| TEXT PROVIDED |
Young Women of Excellence
Bethany Dibble
From an early age, Bethany Dibble was destined — and tapped — to be a teacher. But it’s not what she wants to do with the rest of her life.
That’s because she views the traditional teaching profession as almost too restrictive of the growth she’s witnessed in others through her guidance.
Dibble, now 19, began taking karate at age 5. Four years later, she earned the level of black belt and began coaching. She became a certified instructor in eighth grade and at age 15, she led her own classes.
As a student at Lakota East High School — where she would later graduate with honors — Dibble helped teach seventh graders social studies.
Although she’s spent nearly half her young life teaching others, Dibble said she will pursue other avenues — although similar — in college at Kent State University.
Another passion, working with children with special needs, started at an early age in karate classes, but grew to other areas of her life.

(Records from a dataset)
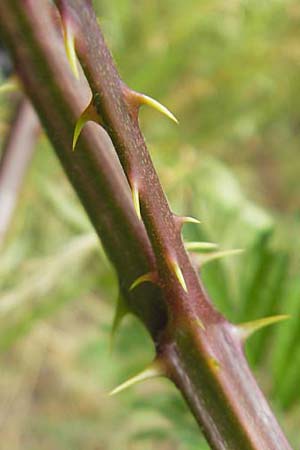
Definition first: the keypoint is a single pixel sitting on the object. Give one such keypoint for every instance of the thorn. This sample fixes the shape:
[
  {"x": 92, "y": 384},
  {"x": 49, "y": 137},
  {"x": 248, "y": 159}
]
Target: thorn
[
  {"x": 245, "y": 330},
  {"x": 181, "y": 220},
  {"x": 214, "y": 364},
  {"x": 200, "y": 323},
  {"x": 206, "y": 258},
  {"x": 120, "y": 313},
  {"x": 188, "y": 219},
  {"x": 10, "y": 85},
  {"x": 136, "y": 200},
  {"x": 147, "y": 277},
  {"x": 89, "y": 114},
  {"x": 153, "y": 371},
  {"x": 69, "y": 41},
  {"x": 146, "y": 100},
  {"x": 194, "y": 246},
  {"x": 178, "y": 273}
]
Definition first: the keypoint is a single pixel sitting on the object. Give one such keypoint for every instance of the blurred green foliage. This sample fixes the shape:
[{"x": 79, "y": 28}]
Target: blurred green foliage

| PROBLEM SET |
**1.** Answer these questions using the Bethany Dibble profile:
(a) At what age did Dibble begin taking karate?
(b) Which high school did Dibble attend?
(c) At which university will Dibble pursue her studies?
**2.** Echo the passage of the Bethany Dibble profile between "Although she’s spent" and "areas of her life.", inclusive.
**3.** Write what follows the final sentence of the Bethany Dibble profile.

| FINAL RESULTS |
**1.**
(a) At age 5.
(b) Lakota East High School.
(c) Kent State University.

**2.**
Although she’s spent nearly half her young life teaching others, Dibble said she will pursue other avenues — although similar — in college at Kent State University.
Another passion, working with children with special needs, started at an early age in karate classes, but grew to other areas of her life.

**3.**
At 16, Dibble began volunteering at West Chester Twp.’s Pump It Up, a business of indoor inflatables that often hosts groups of children with developmental disabilities. For the past two years, she’s returned home from Kent State to continue her work there.
She says special needs children “aren’t always sure they can do something, but when you show them that they can do something, it makes you feel so amazing.”
She also found something else out.
“I knew I love teaching, and I knew I loved my kids, but not the subject,” Dibble said. “I had to figure out (in college) what I wanted to do to be with kids that wasn’t teaching.”
Katie Giuliano
Not many people can say they helped people thousands of miles away receive a basic need. Katie Giuliano can.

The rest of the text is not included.